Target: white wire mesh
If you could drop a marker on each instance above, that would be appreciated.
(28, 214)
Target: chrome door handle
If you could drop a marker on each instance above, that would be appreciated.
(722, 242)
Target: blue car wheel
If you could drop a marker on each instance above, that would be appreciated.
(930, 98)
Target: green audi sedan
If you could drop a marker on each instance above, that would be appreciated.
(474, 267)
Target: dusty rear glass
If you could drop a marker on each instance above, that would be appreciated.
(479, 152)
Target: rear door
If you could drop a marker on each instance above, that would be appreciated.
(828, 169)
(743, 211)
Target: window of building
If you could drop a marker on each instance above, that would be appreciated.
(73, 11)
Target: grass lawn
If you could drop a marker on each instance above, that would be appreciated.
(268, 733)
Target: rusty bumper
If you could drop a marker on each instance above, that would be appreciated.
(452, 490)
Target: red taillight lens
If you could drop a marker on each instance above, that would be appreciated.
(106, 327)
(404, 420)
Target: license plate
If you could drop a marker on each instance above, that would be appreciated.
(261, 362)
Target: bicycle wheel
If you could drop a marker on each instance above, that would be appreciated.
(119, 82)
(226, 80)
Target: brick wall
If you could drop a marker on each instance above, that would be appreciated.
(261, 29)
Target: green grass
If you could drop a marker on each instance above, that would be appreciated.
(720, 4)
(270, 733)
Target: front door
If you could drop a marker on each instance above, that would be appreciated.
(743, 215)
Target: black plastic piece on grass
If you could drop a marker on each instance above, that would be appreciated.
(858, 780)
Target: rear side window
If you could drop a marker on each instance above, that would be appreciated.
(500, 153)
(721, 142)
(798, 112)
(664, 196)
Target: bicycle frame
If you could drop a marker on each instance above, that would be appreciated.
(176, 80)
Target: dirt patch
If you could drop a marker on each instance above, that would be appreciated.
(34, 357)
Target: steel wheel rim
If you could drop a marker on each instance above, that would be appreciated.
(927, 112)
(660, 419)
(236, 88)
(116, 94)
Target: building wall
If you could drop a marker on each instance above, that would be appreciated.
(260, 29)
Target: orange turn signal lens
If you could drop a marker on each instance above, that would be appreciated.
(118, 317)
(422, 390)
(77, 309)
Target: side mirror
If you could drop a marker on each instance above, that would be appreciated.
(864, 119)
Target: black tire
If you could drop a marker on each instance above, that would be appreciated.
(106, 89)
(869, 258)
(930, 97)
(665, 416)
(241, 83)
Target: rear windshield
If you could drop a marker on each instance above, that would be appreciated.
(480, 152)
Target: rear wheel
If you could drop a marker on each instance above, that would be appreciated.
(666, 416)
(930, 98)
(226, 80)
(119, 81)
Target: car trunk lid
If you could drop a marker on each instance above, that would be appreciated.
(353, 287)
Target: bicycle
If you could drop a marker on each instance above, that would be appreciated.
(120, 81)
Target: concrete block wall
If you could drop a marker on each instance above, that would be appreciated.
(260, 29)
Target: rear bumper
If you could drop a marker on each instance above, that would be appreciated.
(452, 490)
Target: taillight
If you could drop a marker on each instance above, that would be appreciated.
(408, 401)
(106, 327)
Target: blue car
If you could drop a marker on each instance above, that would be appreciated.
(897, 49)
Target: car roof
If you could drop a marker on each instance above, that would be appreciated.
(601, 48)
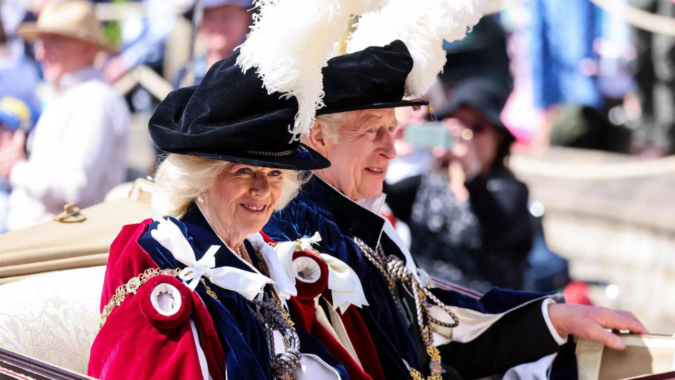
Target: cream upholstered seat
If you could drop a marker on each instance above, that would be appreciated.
(53, 317)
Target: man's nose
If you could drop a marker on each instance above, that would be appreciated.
(387, 147)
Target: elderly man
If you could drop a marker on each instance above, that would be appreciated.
(491, 335)
(78, 151)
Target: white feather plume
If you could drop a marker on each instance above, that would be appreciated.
(291, 41)
(422, 25)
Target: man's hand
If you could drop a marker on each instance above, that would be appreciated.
(590, 323)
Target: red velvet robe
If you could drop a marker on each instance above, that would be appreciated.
(137, 342)
(302, 311)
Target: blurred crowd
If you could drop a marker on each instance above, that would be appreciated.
(535, 74)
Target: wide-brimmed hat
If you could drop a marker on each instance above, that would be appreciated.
(231, 117)
(483, 95)
(373, 78)
(74, 19)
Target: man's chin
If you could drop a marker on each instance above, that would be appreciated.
(372, 190)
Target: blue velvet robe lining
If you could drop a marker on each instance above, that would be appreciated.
(319, 207)
(242, 338)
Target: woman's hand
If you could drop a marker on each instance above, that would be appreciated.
(591, 323)
(463, 149)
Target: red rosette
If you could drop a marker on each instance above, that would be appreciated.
(174, 307)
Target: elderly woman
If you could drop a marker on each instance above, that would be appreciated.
(197, 293)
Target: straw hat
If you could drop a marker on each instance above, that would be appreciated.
(75, 19)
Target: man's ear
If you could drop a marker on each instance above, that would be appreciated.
(316, 138)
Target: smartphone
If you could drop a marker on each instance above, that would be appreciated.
(428, 136)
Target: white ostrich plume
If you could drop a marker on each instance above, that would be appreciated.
(291, 41)
(422, 25)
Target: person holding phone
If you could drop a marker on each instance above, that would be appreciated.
(469, 219)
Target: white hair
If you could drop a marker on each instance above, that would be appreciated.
(331, 124)
(181, 179)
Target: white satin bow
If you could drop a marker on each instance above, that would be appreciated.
(248, 284)
(342, 280)
(283, 285)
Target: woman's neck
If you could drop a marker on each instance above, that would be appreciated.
(232, 239)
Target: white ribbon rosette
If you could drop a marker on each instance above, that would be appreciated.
(283, 285)
(248, 284)
(342, 280)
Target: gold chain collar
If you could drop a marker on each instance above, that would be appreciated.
(394, 271)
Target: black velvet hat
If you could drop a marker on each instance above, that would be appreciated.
(231, 117)
(369, 79)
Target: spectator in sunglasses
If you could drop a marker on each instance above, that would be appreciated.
(468, 217)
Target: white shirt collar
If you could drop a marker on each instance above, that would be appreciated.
(71, 80)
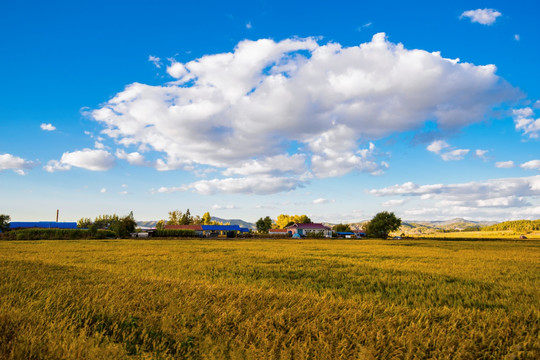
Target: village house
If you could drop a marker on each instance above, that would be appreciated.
(306, 229)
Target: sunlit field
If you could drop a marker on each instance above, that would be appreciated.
(499, 235)
(270, 299)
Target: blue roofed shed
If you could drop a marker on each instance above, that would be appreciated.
(42, 225)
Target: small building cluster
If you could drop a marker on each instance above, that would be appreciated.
(42, 225)
(209, 230)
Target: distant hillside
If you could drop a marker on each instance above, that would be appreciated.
(516, 226)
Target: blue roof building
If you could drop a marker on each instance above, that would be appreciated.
(42, 225)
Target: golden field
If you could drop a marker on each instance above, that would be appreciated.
(270, 299)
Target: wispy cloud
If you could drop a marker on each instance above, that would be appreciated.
(525, 122)
(155, 60)
(504, 164)
(481, 16)
(531, 165)
(93, 160)
(15, 163)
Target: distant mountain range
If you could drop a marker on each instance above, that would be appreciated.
(408, 226)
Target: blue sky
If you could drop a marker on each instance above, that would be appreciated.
(334, 109)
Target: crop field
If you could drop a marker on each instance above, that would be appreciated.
(270, 299)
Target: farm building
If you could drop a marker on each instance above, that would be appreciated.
(306, 229)
(283, 232)
(208, 230)
(42, 225)
(197, 228)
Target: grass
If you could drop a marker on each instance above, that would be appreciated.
(270, 299)
(480, 235)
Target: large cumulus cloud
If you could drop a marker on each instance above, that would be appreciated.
(240, 111)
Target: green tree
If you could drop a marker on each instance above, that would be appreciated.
(84, 223)
(186, 219)
(207, 219)
(342, 228)
(124, 226)
(4, 222)
(160, 225)
(382, 224)
(263, 225)
(174, 217)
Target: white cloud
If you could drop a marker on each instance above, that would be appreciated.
(240, 111)
(248, 185)
(155, 60)
(531, 165)
(224, 207)
(524, 121)
(320, 201)
(455, 155)
(134, 158)
(482, 16)
(451, 155)
(437, 145)
(496, 199)
(47, 127)
(481, 154)
(366, 25)
(15, 163)
(479, 192)
(394, 202)
(94, 160)
(504, 164)
(279, 164)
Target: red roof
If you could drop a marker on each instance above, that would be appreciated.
(308, 226)
(184, 227)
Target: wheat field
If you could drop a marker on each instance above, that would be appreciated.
(269, 299)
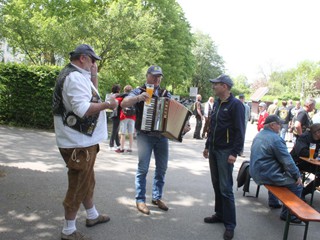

::::::

* [TASK PROMPT] What lines in the data include the string "robe"? Copy each one.

* [REPLY TO THE EXERCISE]
Target: red velvet robe
Target: blue velvet robe lining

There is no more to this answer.